**What is being asked**
Your reply is to be the lines below, exactly as written, with images omitted.

*****

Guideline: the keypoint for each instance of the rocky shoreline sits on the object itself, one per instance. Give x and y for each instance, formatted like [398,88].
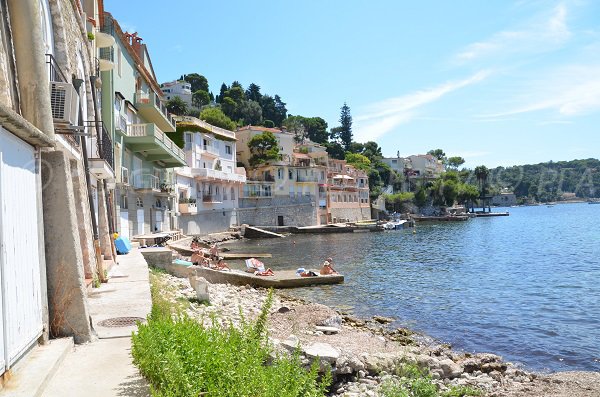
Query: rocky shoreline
[364,353]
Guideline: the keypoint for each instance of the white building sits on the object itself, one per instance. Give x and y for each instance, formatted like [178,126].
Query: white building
[180,88]
[208,187]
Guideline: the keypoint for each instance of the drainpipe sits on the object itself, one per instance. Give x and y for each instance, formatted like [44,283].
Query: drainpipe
[77,84]
[101,143]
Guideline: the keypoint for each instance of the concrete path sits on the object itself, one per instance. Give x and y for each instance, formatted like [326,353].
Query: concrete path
[104,368]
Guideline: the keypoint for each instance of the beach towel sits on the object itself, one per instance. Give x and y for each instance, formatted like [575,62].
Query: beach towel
[254,263]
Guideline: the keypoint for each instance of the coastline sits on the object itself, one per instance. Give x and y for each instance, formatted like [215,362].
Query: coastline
[363,353]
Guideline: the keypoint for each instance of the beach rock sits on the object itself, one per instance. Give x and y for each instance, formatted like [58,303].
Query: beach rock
[450,369]
[383,320]
[324,351]
[333,321]
[327,330]
[291,343]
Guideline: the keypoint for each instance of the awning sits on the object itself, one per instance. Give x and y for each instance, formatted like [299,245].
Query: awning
[339,176]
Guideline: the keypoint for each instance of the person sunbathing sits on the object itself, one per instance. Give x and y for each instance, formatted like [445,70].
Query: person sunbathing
[222,265]
[327,267]
[267,272]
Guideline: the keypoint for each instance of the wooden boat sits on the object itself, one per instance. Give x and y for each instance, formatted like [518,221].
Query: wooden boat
[281,279]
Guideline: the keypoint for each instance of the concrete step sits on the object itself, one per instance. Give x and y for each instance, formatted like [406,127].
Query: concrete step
[30,376]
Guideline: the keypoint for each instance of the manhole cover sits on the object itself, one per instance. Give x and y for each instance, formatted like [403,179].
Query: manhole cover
[120,322]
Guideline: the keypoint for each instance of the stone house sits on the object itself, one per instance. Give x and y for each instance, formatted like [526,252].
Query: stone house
[135,115]
[54,218]
[208,188]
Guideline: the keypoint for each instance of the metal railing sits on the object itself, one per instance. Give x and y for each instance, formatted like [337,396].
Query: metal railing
[146,181]
[56,74]
[104,147]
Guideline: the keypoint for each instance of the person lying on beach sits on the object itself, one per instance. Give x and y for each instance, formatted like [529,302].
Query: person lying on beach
[327,267]
[222,265]
[302,272]
[253,265]
[214,252]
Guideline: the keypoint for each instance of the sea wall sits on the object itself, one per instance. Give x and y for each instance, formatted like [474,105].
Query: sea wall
[273,211]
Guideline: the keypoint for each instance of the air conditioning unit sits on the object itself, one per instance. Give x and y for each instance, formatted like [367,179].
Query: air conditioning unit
[124,176]
[65,103]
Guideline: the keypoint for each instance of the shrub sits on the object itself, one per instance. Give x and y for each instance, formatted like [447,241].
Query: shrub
[180,357]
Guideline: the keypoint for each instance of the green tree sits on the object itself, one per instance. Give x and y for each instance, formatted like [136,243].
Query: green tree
[263,147]
[177,106]
[295,125]
[200,98]
[455,162]
[250,112]
[438,153]
[197,81]
[346,124]
[335,150]
[253,93]
[214,116]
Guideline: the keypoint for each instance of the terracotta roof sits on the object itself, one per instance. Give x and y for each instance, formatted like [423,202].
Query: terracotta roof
[259,128]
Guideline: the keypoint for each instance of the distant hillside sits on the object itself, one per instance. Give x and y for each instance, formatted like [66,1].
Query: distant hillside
[548,181]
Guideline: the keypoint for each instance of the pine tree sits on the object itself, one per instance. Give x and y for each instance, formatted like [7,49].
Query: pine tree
[346,126]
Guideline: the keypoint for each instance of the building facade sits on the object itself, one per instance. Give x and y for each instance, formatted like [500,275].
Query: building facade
[134,110]
[282,192]
[347,193]
[209,186]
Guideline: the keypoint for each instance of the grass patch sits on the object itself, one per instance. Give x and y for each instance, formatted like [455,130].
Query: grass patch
[415,382]
[180,357]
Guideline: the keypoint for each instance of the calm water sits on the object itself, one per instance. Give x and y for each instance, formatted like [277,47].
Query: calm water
[526,286]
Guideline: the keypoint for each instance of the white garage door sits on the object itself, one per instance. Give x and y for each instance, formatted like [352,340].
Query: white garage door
[20,286]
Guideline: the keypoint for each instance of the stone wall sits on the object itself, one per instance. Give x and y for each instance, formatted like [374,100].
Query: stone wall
[205,222]
[350,214]
[296,211]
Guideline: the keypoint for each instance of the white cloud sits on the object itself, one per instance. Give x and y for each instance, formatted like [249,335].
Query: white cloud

*****

**Exercise output**
Guideline: the keypoint for each instance of the rocky shoreline sits on the object itself, one per instance. Give x and y for each instance, formatted like [398,88].
Query: rocky shoreline
[364,353]
Guideline: the keypoint for each instance of the white building sits on the object itself, one per instance. Give x and y for each instance, formatted like [178,126].
Query: white building
[180,88]
[208,187]
Guideline: the keypoint for each instance of the drainpipe sits on the object itself, one per instance. Give x and y for each instance, formatted like [44,283].
Query: drainpipe
[77,84]
[101,143]
Guideline: the keypoint for each instance of the concrete path sits on the object itself, one per instance. Give x and y for each instance, formatted like [326,353].
Query: concrete path
[104,368]
Guideline: the keypoint for each instance of the beach towel sits on the object itself, one per instance. Give x and y for each instance, formatted like [575,62].
Query: beach towel
[254,263]
Guideline: the keypoint for each instance of the coastline sits on the object itself, one per instance. Give x and y for each instance, formatted like [215,362].
Query: coastline
[363,353]
Guideline: the keypoint for each instance of the beach rock sits on the object itself, one per instance. Give x and y for each instance, formatted like [58,303].
Query: beach rock
[450,369]
[383,320]
[324,351]
[333,321]
[327,330]
[291,343]
Guideline: the keypoint for each instance of the awning sits on the object itself, one per instance. Give x and y for each instance, formatted like [299,245].
Query: awning
[339,176]
Guideline: the keypoint for each instance of the person sunbathing sits on the object itself, one per instance. Give x and y for each instance, formatted like [445,70].
Query: person sunbathing
[222,265]
[327,267]
[267,272]
Guideline: the keypoint for each instance of the wooden boat sits on the object itself, one per instance. Give x and y for each instance, formatted like [518,221].
Query: wooden boat
[281,279]
Guideline: the keypoint for each instance of the concrete step sits on the object itself, one per instance. Give x and y for each instance, formatted like [406,127].
Query: concrete step
[30,376]
Guideline: the keypoint for each instance of the manhole cover sits on the object itself, one per instance. Give x and y for each instance, formatted like [403,179].
Query: manhole cover
[120,322]
Guideline: the keypoint for each instance of the stone house sits on the object itself, one per instance. Give x and y for each instance, formatted like [526,252].
Query: stone house
[135,115]
[54,218]
[208,188]
Guideline: the keypoint for each instance of the metal railing sits on the object itself, one per instance. Give x and y for each instance, formatted like [337,396].
Query: metal railing
[146,181]
[56,74]
[104,147]
Guideline: the keypoint for each instance of the person lying on beach sits on the object itself, one per instance. Give x and y for each instance, formatted like [529,302].
Query: person lying on beach
[327,267]
[222,265]
[302,272]
[253,265]
[214,252]
Guideline: the keypoint for each instance of the sea wall sits on the object itself, one per instance. Give x and y for each instance, formatted like [474,105].
Query: sea wall
[273,211]
Guideline: the keypoint for each instance of the air conditioning unit sits on the object itself, one per instance. Give x and y for each instance, formatted like [367,179].
Query: air conditioning unit
[124,176]
[65,103]
Guideline: the keypoint for each instance of the shrub sits on the object itself, one per instance. Give x and y for each instance, formatted like [447,241].
Query: shrub
[180,357]
Guideline: the keypoint for each instance of the green tree sits on the object itself, one per instance. Give x and y for each instance, formatted like [136,243].
Query: green tree
[263,147]
[177,106]
[295,125]
[200,98]
[455,162]
[250,112]
[438,153]
[197,81]
[346,124]
[335,150]
[253,93]
[214,116]
Guideline: the keypoint for each instance of the terracotta roof sits on the object itself, one per instance. Give x and y for each instance, formatted like [423,202].
Query: terracotta roof
[259,128]
Guideline: the keypoint for each instance of the distant hillside sits on the object itself, one per instance. Give x and y for each instance, formatted like [66,1].
Query: distant hillside
[548,181]
Guideline: the keypoint for each instance of the pine tree sits on the object itself, one per instance. Give x and y for each instance, formatted like [7,49].
Query: pine tree
[346,126]
Guideline: the keypoint for each instance of the building facade sits on the object itself, one per instance. Give x and y for each instance, formatted like [500,275].
Query: building facade
[134,110]
[282,192]
[347,193]
[209,186]
Guideline: the keypoint for each instance of the grass patch sits on the object itself, one per instance. Give x and y for each instance, formatted like [455,130].
Query: grass patch
[415,382]
[180,357]
Guideline: the keypoint for each instance of the calm water sits on the object itself, one per instance. Give x and y for each instance, formatted like [277,47].
Query: calm water
[526,286]
Guideline: the keypoint for each instance of the white garage door sits on the object itself, one per instance. Give x and y for each instance, formatted like [352,340].
Query: white garage door
[20,286]
Guideline: the keypoint for each instance of the stone wall sits on the object itself, one per instance. Give x and y for each instance, formatted like [374,100].
Query: stone wall
[205,222]
[350,214]
[296,211]
Guideline: the keypoint for each instance of the white cloud sits on the object itself, one per instance. Give x and y for each instance, formatted like [249,335].
Query: white cloud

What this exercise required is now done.